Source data
## start

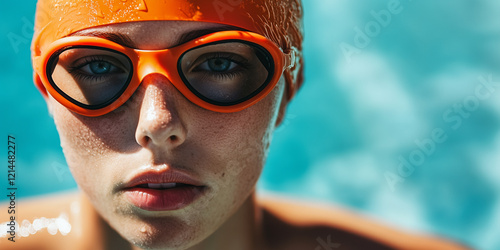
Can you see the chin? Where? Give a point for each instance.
(161, 232)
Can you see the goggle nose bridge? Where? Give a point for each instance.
(155, 62)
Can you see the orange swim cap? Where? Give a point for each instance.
(279, 21)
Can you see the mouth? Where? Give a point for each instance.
(162, 190)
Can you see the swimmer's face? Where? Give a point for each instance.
(159, 131)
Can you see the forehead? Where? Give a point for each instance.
(155, 34)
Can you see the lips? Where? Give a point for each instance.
(162, 190)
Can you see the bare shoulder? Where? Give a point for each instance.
(42, 222)
(294, 225)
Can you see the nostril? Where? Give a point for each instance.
(174, 138)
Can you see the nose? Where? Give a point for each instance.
(159, 123)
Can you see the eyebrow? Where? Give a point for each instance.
(126, 41)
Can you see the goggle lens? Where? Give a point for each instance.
(90, 77)
(226, 73)
(222, 73)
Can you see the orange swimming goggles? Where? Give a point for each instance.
(225, 71)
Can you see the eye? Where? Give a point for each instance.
(99, 68)
(218, 65)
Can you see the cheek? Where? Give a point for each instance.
(90, 143)
(241, 141)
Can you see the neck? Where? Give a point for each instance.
(241, 231)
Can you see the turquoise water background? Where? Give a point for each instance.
(418, 89)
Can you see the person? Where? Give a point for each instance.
(165, 111)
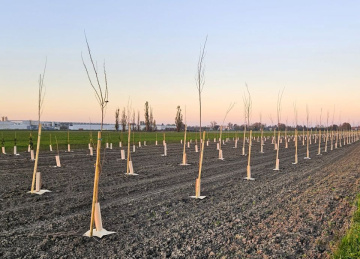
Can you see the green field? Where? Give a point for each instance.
(80, 139)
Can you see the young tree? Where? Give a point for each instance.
(117, 112)
(41, 96)
(101, 94)
(278, 110)
(138, 122)
(152, 121)
(247, 112)
(296, 134)
(200, 79)
(213, 124)
(146, 115)
(123, 119)
(133, 121)
(178, 119)
(154, 125)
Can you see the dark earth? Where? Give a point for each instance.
(300, 211)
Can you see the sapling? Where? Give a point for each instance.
(69, 149)
(15, 148)
(277, 162)
(296, 138)
(101, 94)
(262, 136)
(248, 168)
(319, 136)
(227, 112)
(184, 162)
(41, 95)
(57, 157)
(2, 143)
(200, 80)
(247, 111)
(307, 134)
(198, 180)
(327, 131)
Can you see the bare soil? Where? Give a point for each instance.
(296, 212)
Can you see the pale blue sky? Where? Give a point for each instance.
(312, 48)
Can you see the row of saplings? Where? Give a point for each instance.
(334, 138)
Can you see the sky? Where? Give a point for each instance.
(311, 49)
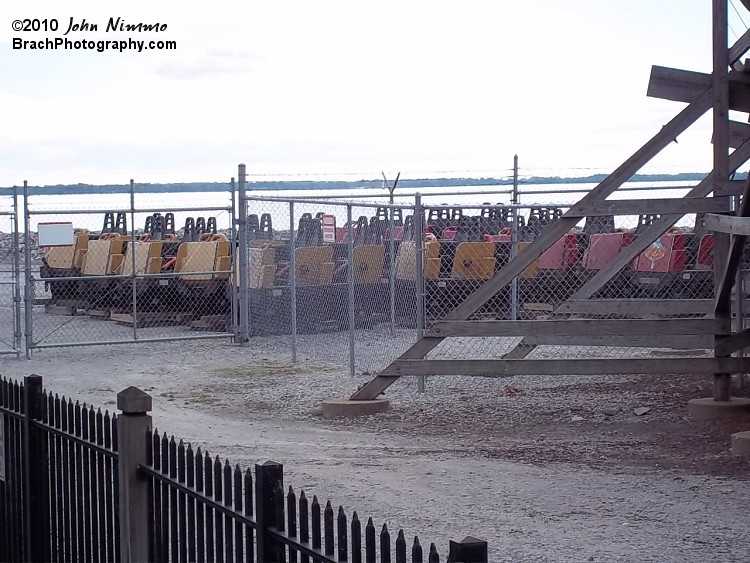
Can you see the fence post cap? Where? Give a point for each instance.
(133, 401)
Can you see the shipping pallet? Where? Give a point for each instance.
(145, 320)
(212, 323)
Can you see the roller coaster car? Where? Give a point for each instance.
(102, 259)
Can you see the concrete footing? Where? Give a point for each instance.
(334, 408)
(741, 444)
(707, 408)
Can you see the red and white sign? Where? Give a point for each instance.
(55, 234)
(329, 228)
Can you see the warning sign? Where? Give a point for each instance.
(2, 449)
(329, 228)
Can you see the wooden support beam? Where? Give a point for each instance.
(653, 206)
(549, 236)
(685, 86)
(654, 231)
(740, 47)
(588, 366)
(737, 241)
(727, 344)
(730, 187)
(574, 327)
(727, 224)
(671, 342)
(638, 307)
(738, 133)
(649, 235)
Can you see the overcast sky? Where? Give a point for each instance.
(323, 87)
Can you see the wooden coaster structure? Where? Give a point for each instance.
(727, 88)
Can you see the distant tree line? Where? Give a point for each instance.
(349, 185)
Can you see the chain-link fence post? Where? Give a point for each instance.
(419, 288)
(514, 240)
(17, 332)
(350, 284)
(392, 267)
(28, 290)
(242, 251)
(133, 285)
(233, 278)
(293, 284)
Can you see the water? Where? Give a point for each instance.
(52, 208)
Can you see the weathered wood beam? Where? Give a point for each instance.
(589, 366)
(649, 235)
(673, 342)
(549, 236)
(738, 133)
(727, 224)
(653, 206)
(728, 274)
(637, 307)
(740, 47)
(727, 344)
(573, 327)
(654, 231)
(685, 86)
(729, 187)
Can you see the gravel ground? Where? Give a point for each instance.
(544, 468)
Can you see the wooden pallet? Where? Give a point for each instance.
(213, 323)
(145, 320)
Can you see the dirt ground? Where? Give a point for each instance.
(543, 468)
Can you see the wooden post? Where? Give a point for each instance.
(36, 475)
(468, 550)
(133, 424)
(269, 510)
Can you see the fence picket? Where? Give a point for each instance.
(433, 557)
(238, 528)
(385, 545)
(100, 485)
(370, 542)
(79, 488)
(304, 523)
(209, 487)
(228, 520)
(291, 522)
(191, 531)
(199, 508)
(182, 503)
(110, 468)
(400, 547)
(219, 522)
(249, 533)
(416, 551)
(341, 540)
(174, 547)
(356, 539)
(328, 529)
(316, 522)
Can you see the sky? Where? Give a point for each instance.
(347, 89)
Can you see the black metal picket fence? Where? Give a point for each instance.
(79, 484)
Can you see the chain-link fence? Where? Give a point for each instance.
(142, 266)
(333, 281)
(10, 287)
(670, 276)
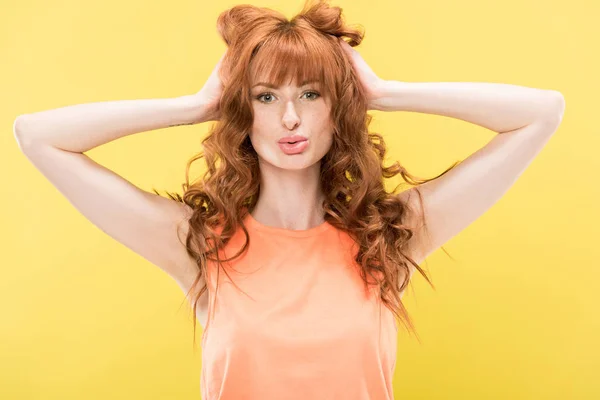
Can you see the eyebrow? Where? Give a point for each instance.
(266, 84)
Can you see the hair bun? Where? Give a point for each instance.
(329, 20)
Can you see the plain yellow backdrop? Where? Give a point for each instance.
(514, 316)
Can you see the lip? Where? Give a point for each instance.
(293, 138)
(295, 148)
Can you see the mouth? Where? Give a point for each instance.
(293, 139)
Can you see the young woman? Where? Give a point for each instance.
(295, 253)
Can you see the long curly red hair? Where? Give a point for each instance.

## end

WRITTEN TASK:
Output only the lines running from the line with "Can you see the water?" through the last line of the entries above, inclusive, with pictures excluded.

RESULT FOR THIS EXERCISE:
Can you see the water? Where? Give a point for each instance.
(52, 208)
Can you see the weathered wood beam? Where? Give a point for each instance.
(589, 366)
(649, 235)
(673, 342)
(549, 236)
(738, 133)
(727, 224)
(653, 206)
(728, 274)
(637, 307)
(740, 47)
(727, 344)
(573, 327)
(654, 231)
(685, 86)
(729, 187)
Can you see the gravel ground? Where? Give a point for each instance.
(544, 468)
Can you see the wooden pallet? Where? Give a point for each instance.
(213, 323)
(145, 320)
Can you see the dirt ground? Where? Give a point for each instance.
(543, 468)
Can you see the wooden post? Where? Give a point for each instance.
(36, 475)
(468, 550)
(133, 424)
(269, 510)
Can you see the fence picket? Where? Give a point for each instance.
(433, 557)
(238, 528)
(385, 545)
(100, 485)
(370, 542)
(79, 488)
(304, 523)
(209, 487)
(228, 520)
(291, 522)
(191, 531)
(199, 508)
(182, 503)
(110, 468)
(400, 547)
(219, 522)
(249, 533)
(416, 551)
(341, 540)
(174, 547)
(356, 539)
(328, 529)
(316, 522)
Can you see the sky? Where? Give a point for each instance.
(347, 89)
Can you see the black metal picket fence? Where? Give a point for each instance.
(79, 484)
Can you see the chain-link fence? Where? Give a point for each instance.
(142, 266)
(333, 281)
(10, 287)
(670, 276)
Can you see the eyebrow? Where? Give a point for each instance.
(266, 84)
Can you see the hair bun? Where? Give a point for each instance.
(329, 20)
Can you see the plain yellow backdrop? Where? Give a point for each instance.
(514, 316)
Can you see the lip? Where? Give a point for each instance.
(293, 138)
(295, 148)
Can you see the mouth? Where? Give a point for each instance.
(293, 139)
Can you see the young woman? Where? Give a point for each instance.
(295, 253)
Can you see the long curly red hair? Where? Give a point for each instance.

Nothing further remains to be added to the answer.